Goal:
The lines to be set down run from the line containing "Could you point to the eye" through the final line of the data below; print them exactly and print nothing else.
%%
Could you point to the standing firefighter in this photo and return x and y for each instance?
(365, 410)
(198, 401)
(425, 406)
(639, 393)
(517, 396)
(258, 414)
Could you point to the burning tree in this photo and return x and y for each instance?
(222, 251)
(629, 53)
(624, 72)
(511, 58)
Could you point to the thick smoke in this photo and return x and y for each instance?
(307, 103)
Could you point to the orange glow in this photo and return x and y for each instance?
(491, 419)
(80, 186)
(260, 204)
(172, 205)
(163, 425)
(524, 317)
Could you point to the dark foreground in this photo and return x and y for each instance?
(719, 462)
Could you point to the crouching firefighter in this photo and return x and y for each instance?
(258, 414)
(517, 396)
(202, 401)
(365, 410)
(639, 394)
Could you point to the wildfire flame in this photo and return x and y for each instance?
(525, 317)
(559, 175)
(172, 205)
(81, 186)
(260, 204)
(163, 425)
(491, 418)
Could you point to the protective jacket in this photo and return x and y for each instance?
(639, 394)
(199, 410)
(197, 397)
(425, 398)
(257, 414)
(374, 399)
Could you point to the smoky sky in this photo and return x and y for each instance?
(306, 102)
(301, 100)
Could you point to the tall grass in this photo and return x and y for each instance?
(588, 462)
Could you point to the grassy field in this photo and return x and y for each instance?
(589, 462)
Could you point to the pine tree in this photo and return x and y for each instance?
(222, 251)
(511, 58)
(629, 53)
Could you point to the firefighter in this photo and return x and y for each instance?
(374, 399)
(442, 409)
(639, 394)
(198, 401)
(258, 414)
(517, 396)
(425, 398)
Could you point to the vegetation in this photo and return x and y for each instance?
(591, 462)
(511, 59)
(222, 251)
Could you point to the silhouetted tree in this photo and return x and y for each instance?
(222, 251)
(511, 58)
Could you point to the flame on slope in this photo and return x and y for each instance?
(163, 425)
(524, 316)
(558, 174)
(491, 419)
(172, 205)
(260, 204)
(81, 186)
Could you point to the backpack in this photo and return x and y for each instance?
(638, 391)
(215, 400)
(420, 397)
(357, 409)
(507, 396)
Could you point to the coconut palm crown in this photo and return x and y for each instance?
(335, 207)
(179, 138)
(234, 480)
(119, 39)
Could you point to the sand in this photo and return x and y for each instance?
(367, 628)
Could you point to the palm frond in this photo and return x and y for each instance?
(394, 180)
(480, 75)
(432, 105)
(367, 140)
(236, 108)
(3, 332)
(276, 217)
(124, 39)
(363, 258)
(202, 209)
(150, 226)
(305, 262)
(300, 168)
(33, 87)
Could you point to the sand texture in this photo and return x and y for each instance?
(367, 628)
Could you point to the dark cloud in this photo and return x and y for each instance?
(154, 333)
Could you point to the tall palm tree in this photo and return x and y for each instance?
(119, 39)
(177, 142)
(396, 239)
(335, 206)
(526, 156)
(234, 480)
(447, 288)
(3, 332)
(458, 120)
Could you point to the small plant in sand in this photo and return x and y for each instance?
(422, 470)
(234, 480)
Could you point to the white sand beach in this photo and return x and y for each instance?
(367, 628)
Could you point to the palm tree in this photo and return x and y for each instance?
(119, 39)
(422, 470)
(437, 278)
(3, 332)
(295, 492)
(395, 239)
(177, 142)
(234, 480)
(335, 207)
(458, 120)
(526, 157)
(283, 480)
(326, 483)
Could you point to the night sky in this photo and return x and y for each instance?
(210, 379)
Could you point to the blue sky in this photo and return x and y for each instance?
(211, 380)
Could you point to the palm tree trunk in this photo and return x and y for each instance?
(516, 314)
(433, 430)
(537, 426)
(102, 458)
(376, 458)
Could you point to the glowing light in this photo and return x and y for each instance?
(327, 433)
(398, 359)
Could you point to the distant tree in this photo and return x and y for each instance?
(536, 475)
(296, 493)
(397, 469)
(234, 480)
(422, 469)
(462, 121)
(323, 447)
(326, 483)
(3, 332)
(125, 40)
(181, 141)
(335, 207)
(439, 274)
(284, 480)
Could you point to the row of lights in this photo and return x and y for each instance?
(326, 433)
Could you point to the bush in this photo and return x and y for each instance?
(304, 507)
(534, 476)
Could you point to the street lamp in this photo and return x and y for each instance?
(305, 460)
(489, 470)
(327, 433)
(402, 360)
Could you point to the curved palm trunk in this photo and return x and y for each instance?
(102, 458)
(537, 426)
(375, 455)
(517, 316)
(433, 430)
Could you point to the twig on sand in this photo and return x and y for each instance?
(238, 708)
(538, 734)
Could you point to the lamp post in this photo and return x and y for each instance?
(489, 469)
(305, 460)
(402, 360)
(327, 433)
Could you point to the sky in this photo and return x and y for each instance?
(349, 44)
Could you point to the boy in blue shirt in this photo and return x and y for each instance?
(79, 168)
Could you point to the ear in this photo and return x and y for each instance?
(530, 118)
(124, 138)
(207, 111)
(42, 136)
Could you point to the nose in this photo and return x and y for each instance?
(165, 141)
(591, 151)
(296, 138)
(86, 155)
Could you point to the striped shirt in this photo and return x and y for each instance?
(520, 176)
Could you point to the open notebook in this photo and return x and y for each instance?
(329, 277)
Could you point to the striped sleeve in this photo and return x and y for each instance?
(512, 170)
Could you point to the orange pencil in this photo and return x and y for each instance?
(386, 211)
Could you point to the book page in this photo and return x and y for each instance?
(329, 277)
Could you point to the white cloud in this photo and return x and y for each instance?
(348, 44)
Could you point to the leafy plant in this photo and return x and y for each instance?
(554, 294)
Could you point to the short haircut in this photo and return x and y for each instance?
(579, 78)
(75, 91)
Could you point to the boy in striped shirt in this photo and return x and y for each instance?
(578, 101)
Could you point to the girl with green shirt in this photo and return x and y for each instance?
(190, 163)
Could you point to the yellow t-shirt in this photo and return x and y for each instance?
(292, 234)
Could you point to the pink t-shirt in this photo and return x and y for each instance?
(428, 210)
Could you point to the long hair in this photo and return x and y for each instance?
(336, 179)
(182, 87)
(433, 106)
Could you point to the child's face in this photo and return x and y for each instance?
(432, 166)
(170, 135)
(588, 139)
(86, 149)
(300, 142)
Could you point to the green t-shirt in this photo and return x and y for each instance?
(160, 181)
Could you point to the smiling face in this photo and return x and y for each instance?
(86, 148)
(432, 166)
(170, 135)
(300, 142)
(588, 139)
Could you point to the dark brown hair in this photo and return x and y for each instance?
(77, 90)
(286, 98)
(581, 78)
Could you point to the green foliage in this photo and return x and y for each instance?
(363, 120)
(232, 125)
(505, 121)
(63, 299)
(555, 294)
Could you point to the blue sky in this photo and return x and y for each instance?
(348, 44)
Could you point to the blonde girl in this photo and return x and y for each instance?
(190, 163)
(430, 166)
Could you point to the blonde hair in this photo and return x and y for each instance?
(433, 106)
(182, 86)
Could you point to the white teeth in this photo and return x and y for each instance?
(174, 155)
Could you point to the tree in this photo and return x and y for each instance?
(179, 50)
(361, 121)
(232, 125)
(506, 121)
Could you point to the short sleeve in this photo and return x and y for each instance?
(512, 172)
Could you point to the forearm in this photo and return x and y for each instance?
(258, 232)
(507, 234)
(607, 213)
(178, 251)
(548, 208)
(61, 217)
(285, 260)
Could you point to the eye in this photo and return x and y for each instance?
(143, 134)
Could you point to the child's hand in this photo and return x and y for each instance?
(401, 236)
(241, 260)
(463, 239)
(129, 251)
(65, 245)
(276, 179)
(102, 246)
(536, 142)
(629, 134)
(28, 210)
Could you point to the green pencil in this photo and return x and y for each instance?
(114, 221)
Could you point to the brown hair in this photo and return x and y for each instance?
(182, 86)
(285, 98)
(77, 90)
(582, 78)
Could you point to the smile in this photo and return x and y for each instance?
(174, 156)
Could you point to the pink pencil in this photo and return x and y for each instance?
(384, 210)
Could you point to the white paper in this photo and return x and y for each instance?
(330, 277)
%%
Output for this exercise:
Could you point to the eye in this photo and return x and y for each instance?
(143, 134)
Could you point to the child's hand in this photo and return x and y for each instance?
(401, 236)
(241, 260)
(463, 239)
(129, 251)
(65, 245)
(276, 179)
(102, 246)
(536, 142)
(629, 134)
(28, 210)
Could you point to the green pencil in this photo and return x and y for each instance?
(114, 221)
Could you point to the brown hair in this photo and return x and y for each instance?
(182, 86)
(285, 98)
(77, 90)
(582, 78)
Could you point to the smile in this photo and return x and y for each instance?
(174, 156)
Could you point to the pink pencil in this photo and return x and y for each instance?
(384, 210)
Could you point to the white paper in this photo and return x and y for each instance?
(330, 277)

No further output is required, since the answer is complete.